— Start EXERCISE INPUT —
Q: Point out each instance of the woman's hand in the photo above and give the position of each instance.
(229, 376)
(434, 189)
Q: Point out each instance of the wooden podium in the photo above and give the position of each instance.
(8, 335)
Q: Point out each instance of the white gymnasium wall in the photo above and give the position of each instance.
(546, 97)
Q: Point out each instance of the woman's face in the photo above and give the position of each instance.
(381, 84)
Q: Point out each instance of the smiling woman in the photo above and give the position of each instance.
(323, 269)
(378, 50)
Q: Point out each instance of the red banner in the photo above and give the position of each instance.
— End EXERCISE INPUT —
— Start EXERCISE INPUT —
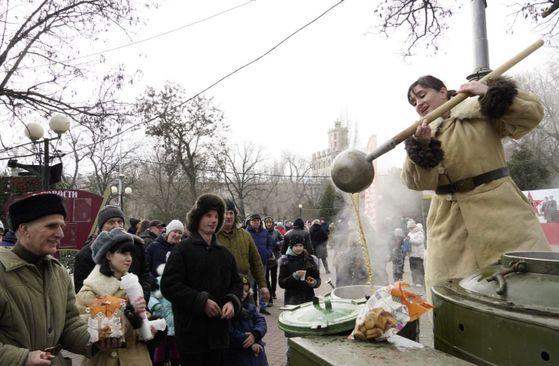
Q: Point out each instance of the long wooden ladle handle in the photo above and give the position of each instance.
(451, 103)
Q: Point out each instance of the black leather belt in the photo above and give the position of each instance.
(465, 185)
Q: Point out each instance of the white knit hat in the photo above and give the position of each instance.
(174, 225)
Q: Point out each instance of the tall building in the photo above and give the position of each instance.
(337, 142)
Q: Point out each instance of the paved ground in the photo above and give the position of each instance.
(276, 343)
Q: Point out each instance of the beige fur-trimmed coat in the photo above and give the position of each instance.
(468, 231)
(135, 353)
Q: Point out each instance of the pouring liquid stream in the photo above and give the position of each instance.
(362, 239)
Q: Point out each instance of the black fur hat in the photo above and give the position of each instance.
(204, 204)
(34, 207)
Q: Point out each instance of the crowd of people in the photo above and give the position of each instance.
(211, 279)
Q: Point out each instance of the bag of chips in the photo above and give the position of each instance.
— End EXERCISE INPUT —
_PROMPT_. Reproduce the lines starting with the line containing "Q: Point out each instance of the paved" and going on through the line containing "Q: Point out each instance of the bag", switching "black fur hat" to "black wool hat" and leaving everything else unchanged.

_RESPONSE TO THE EXERCISE_.
Q: Point out each instance of the paved ground in the photo above and give the position of each instance.
(276, 343)
Q: Point out each instance of the beige fur-trimmed coat in the photo above and give the position of each instance.
(468, 231)
(135, 353)
Q: Point out each instance of the pouring liquid stream in the photo above and give the position of each instance.
(362, 239)
Q: Point out each instance of the black wool hat in the photo above and give the position of each instance.
(204, 204)
(34, 207)
Q: Point out each instance of the crowd of people in the photo above and give the position of each instance.
(211, 279)
Q: Point out each instance of the bag of chips in the photo above and give the position of each instance.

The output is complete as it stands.